→ **WORK INSTRUCTION**: Make an exact copy of the lines from the top of the entries below through the line with "point_to annotates the black jacket". Leave all pictures out.
-- EXTRACTED RECORDS follows --
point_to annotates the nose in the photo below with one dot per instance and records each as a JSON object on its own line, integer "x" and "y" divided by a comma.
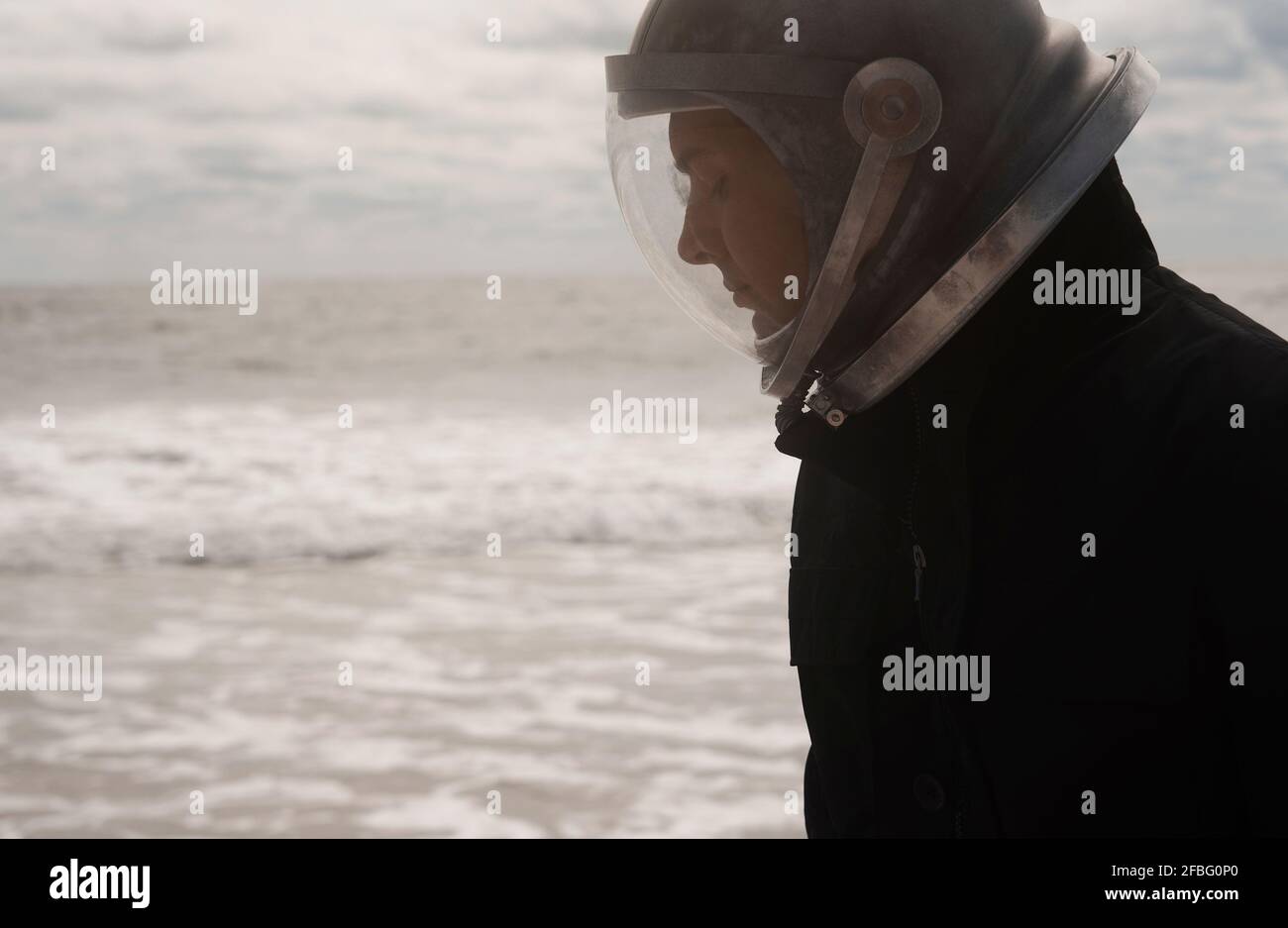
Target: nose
{"x": 699, "y": 241}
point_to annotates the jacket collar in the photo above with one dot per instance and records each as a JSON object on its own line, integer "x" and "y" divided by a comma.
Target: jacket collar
{"x": 1008, "y": 358}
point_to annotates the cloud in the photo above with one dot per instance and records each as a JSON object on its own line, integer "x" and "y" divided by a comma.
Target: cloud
{"x": 471, "y": 155}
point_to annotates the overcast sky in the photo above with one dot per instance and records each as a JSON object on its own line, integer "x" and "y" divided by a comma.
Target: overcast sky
{"x": 482, "y": 157}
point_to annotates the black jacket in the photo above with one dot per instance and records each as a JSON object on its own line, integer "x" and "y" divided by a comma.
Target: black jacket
{"x": 1111, "y": 674}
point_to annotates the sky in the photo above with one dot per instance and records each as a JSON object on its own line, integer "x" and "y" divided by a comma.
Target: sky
{"x": 483, "y": 157}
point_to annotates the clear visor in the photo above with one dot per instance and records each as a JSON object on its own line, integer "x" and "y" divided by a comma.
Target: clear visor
{"x": 715, "y": 214}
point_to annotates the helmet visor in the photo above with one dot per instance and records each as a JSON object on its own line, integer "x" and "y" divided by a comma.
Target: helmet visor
{"x": 715, "y": 215}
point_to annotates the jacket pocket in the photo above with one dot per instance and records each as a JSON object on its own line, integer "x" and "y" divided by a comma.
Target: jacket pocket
{"x": 835, "y": 615}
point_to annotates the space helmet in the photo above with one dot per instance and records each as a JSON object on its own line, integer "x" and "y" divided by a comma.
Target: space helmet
{"x": 833, "y": 187}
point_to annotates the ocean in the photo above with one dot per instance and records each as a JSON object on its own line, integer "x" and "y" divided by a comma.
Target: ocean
{"x": 467, "y": 614}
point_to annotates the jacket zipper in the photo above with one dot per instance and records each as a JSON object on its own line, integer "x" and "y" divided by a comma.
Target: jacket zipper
{"x": 918, "y": 555}
{"x": 918, "y": 559}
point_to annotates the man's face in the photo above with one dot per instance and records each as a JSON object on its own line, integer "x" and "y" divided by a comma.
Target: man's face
{"x": 742, "y": 214}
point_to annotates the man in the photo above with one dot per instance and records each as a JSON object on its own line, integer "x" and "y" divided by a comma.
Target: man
{"x": 1041, "y": 508}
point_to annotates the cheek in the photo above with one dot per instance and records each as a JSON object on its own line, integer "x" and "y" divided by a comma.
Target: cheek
{"x": 768, "y": 242}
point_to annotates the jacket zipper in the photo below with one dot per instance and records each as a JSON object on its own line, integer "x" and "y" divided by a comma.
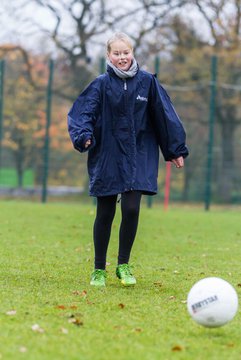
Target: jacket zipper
{"x": 125, "y": 89}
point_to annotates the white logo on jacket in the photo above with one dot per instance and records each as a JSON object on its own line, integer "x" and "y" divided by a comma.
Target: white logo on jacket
{"x": 141, "y": 98}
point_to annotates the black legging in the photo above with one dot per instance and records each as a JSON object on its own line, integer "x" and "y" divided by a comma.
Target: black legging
{"x": 106, "y": 207}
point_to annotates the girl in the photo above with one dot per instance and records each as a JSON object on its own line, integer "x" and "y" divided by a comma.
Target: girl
{"x": 122, "y": 118}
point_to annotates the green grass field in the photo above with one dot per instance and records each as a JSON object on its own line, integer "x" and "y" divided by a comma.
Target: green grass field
{"x": 49, "y": 311}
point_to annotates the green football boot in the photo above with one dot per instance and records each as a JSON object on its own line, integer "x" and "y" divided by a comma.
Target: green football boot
{"x": 123, "y": 272}
{"x": 98, "y": 277}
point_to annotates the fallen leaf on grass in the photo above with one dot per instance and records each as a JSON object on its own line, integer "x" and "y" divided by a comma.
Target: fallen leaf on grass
{"x": 37, "y": 328}
{"x": 61, "y": 307}
{"x": 76, "y": 292}
{"x": 89, "y": 302}
{"x": 177, "y": 348}
{"x": 76, "y": 321}
{"x": 84, "y": 293}
{"x": 11, "y": 312}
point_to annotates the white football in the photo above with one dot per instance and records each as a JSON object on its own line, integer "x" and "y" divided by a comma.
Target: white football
-- EXTRACTED RECORDS concluded --
→ **EXERCISE SOLUTION**:
point_to annotates the nose in the photo below with one dot per instance and records each as a JSON object on its own line, integer "x" and "y" divided by a comma.
Target: nose
{"x": 699, "y": 241}
point_to annotates the jacket collar in the photo above with one dot per instance and records each as a JSON object on its own line, integer "x" and "y" divided by a comma.
Target: jacket collar
{"x": 1008, "y": 358}
point_to annotates the cloud in the photo above with one dot per instance and records each as a JSON object on its own line, integer "x" and "y" divided by a comma.
Target: cloud
{"x": 471, "y": 155}
point_to annotates the overcast sky in the photo above with one dot per instance and records each as a JSON object on its own line, integer "x" and "y" divided by a comma.
Target: overcast sky
{"x": 482, "y": 157}
point_to annotates the black jacket in the photo above with one dot per instance and records each as a JSON object on its own line, integer "x" and "y" divided by a comma.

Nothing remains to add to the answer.